Each line from the one containing "Shelf-audit tool: tag the long" to the end of the records below should be restated word for word; please leave out all other lines.

◆ RECORDS FOR THE EXERCISE ◆
--- START ---

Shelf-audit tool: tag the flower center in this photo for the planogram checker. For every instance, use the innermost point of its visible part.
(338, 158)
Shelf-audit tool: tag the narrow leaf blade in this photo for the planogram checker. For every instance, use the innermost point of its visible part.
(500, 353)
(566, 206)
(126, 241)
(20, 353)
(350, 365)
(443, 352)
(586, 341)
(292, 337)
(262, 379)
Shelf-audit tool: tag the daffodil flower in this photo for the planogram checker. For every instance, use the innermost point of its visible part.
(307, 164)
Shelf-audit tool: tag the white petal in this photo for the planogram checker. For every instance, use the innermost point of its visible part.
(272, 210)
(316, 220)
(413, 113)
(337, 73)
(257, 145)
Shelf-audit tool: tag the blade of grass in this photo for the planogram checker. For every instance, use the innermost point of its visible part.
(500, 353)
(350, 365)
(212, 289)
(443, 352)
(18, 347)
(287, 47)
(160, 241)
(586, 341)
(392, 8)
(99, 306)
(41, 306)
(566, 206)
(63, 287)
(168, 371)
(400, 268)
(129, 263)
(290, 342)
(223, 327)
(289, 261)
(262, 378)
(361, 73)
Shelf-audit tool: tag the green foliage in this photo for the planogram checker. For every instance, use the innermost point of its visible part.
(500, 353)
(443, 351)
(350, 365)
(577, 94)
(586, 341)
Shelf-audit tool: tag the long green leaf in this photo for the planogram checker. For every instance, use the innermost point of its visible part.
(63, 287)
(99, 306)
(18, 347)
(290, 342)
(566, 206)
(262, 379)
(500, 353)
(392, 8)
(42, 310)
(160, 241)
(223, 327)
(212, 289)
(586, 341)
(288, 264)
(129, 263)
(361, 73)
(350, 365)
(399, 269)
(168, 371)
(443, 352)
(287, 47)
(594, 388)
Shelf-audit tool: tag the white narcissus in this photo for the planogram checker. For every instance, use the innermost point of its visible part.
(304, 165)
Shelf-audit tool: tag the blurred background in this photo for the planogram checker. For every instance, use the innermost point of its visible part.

--- END ---

◆ EXERCISE OUTPUT ◆
Shelf-audit tool: tag the long green leaf in this photo for the planogram checker. For every instance, use the innermost point of its visible part.
(63, 287)
(99, 306)
(18, 347)
(290, 342)
(566, 206)
(262, 379)
(500, 353)
(392, 8)
(42, 310)
(160, 241)
(223, 327)
(212, 289)
(586, 341)
(288, 264)
(129, 263)
(361, 73)
(350, 365)
(399, 269)
(168, 371)
(443, 352)
(287, 47)
(594, 388)
Shelf-audit tool: tag the white narcissus in this photo for the planogram checker. For every instance, use the innermost point of its visible part.
(304, 165)
Shelf-audit tool: tag the blurred background in this photo for the planogram checker. For every instance, use the innermost point of its visible part.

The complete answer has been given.